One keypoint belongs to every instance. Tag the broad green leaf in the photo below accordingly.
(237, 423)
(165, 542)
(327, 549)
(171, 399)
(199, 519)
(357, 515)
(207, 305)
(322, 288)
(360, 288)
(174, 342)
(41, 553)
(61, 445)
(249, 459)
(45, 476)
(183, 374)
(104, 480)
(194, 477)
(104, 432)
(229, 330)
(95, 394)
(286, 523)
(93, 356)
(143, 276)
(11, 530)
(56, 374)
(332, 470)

________________________

The task
The entire listing has to be written out again exactly.

Task result
One keypoint belongs to every instance. Tag the broad green leaf in the photo below accordingly.
(237, 423)
(165, 542)
(327, 549)
(171, 399)
(199, 519)
(357, 515)
(207, 305)
(322, 288)
(360, 288)
(174, 342)
(41, 553)
(61, 445)
(249, 459)
(45, 476)
(183, 374)
(104, 480)
(194, 477)
(104, 432)
(229, 330)
(95, 394)
(286, 523)
(93, 356)
(143, 276)
(11, 530)
(56, 374)
(332, 470)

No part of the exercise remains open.